> _SUPPLIED PASSAGE_
Do nothing, risking dropped requests and potential system inconsistencies.
Optimize your code to increase throughput on existing hardware. This approach has diminishing returns, as there might be a few inefficiencies to remove.
Add more hardware. But this isn't always straightforward. Your application should be designed to scale with new hardware. For example, a load balancer is essential for evenly distributing requests across servers, but it must be intelligent enough to account for varying server capacities.

The last point brings us to scalability, a crucial aspect of software design. Scalability is the ability to increase processing power by either enhancing existing hardware (vertical scalability) or adding new servers (horizontal scalability). Scalable software might not be the most efficient, as it often includes additional components like load balancers or routing logic, which can reduce overall efficiency. However, the benefit is that your application won't crash under high demand as long as you add the required hardware.

> _REQUIREMENT A_
Answer these from the scalability passage:
(i) What two risks come with doing nothing?
(ii) What is horizontal scalability?
(iii) What must a load balancer account for besides spreading requests evenly?
> _REQUIREMENT B_
Sum up the scalability passage in two sentences.
> _REQUIREMENT C_
Write the next few sentences of the scalability passage, starting after its last sentence.
The records after this passage come from a separate source.

> _DATA SUPPLIED_
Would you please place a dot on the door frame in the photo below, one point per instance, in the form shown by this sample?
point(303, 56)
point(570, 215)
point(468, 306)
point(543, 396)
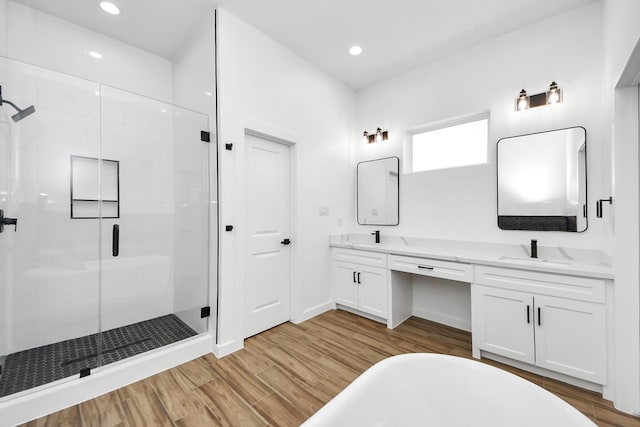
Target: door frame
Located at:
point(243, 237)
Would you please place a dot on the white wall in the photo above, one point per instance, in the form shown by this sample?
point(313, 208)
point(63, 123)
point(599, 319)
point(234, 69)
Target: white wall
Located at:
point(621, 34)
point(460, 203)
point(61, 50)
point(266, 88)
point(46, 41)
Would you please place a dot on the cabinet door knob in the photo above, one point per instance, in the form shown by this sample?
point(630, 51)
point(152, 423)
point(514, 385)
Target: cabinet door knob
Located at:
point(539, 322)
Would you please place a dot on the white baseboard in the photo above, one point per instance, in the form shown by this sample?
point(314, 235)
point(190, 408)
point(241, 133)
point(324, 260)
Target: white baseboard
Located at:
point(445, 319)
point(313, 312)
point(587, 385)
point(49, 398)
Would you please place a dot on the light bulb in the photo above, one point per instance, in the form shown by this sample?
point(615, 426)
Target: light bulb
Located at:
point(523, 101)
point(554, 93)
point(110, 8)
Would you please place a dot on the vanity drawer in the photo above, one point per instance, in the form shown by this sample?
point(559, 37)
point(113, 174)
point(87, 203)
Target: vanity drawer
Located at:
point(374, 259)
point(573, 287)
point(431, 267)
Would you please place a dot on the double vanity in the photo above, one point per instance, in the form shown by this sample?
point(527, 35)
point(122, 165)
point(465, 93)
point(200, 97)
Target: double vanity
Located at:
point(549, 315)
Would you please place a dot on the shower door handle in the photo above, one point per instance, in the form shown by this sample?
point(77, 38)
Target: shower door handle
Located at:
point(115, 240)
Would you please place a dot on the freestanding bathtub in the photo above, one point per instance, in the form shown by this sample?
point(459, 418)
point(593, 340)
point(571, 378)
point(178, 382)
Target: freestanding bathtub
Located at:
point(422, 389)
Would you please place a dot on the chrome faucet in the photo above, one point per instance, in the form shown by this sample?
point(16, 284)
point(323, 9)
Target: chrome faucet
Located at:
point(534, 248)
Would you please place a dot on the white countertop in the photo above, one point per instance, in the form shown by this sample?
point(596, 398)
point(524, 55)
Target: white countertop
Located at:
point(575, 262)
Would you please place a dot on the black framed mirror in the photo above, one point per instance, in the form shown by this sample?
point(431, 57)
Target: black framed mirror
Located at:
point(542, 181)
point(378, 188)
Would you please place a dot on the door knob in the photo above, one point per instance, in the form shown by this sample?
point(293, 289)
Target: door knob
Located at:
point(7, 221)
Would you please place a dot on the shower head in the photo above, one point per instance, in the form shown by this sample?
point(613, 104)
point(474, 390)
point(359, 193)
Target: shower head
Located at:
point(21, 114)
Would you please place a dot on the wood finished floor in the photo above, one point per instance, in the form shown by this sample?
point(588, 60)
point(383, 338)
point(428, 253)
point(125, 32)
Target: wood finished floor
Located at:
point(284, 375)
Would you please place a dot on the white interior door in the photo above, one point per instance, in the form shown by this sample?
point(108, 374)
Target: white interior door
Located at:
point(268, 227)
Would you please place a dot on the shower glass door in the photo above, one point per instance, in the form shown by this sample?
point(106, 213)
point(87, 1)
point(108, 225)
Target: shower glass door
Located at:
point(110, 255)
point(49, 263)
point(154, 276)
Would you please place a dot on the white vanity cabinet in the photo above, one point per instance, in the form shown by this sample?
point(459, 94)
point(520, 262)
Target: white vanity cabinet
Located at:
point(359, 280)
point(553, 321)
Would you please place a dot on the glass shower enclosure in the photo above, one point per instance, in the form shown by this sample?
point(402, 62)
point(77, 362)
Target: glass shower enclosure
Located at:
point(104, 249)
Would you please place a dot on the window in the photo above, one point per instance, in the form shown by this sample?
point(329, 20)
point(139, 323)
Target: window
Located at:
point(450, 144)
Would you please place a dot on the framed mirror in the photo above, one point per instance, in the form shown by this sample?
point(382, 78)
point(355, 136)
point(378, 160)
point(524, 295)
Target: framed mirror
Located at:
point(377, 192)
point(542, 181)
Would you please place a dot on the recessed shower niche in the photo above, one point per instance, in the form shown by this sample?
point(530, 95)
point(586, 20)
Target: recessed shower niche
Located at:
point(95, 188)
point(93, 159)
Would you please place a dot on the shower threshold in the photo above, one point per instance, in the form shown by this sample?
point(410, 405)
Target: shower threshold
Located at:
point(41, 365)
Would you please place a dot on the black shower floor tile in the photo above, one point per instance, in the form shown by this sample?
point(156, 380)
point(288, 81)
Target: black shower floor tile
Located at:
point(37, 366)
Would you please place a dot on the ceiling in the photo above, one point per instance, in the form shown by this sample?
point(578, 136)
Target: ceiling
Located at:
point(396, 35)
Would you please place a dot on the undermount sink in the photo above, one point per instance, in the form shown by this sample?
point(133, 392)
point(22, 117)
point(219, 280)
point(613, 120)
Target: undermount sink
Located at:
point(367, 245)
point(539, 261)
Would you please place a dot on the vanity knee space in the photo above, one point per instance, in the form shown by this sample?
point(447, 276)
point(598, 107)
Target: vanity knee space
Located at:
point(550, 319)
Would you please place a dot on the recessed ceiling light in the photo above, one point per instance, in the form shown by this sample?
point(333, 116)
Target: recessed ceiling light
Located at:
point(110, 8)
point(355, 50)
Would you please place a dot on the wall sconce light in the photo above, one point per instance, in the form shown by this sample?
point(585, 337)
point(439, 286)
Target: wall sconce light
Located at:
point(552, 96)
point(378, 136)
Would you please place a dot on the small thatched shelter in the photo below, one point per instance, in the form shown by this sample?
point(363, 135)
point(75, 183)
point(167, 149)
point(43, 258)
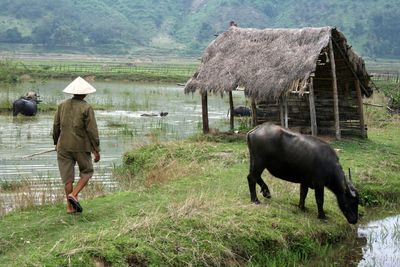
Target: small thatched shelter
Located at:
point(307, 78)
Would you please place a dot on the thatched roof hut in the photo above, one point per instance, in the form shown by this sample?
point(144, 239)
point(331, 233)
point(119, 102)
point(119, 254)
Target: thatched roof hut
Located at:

> _RESPONSE A_
(i) Dropped requests and potential system inconsistencies.
(ii) Increasing processing power by adding new servers.
(iii) Varying server capacities.

> _RESPONSE B_
The passage lists three options: do nothing and risk dropped requests and inconsistencies, optimize code for limited gains, or add hardware, which only works if the application is designed to scale. Scalability means increasing processing power by upgrading existing hardware or adding servers, and although extra parts like load balancers can lower efficiency, a scalable application won't crash under high demand as long as the required hardware is added.

> _RESPONSE C_
By adopting a flexible approach, you can design your software to meet moderate or even low demand. This way, if your site doesn't take off immediately, you avoid the costs of overprovisioning. But if you do hit high traffic levels, you can easily expand your capacity with new hardware, ensuring that all customers are served without interruption.

Scalability - How to implement it?

Understanding scalability—increasing processing capacity by adding or upgrading hardware—is crucial in application design. However, a common misconception is that merely being cloud-native, such as using AWS, guarantees scalability. Simply adding servers or boosting RAM and CPU power doesn't automatically translate to increased capacity. True scalability must be built into the software from its initial design, incorporating concepts like parallel processing, distributed computing, and asynchronous programming. Cloud platforms like AWS provide tools that aid in scalability, but they are tools for use, not solutions.

Distributed Programming:

The first and most straightforward approach to scalability is through distributed programming.

To scale effectively, you need:

A Trigger: This event signals that the system is overwhelmed. Instead of relying on manual intervention, automated tools like AWS CloudWatch can set thresholds to detect such scenarios. Based on factors like CPU usage or pre-determined high-traffic times, these triggers can activate other AWS Eventbridge services.
A Scaling Event: Once triggered, the application needs to scale by adding new resources or upgrading existing ones. For example, adding a server instance for a busy web application or increasing a database’s RAM.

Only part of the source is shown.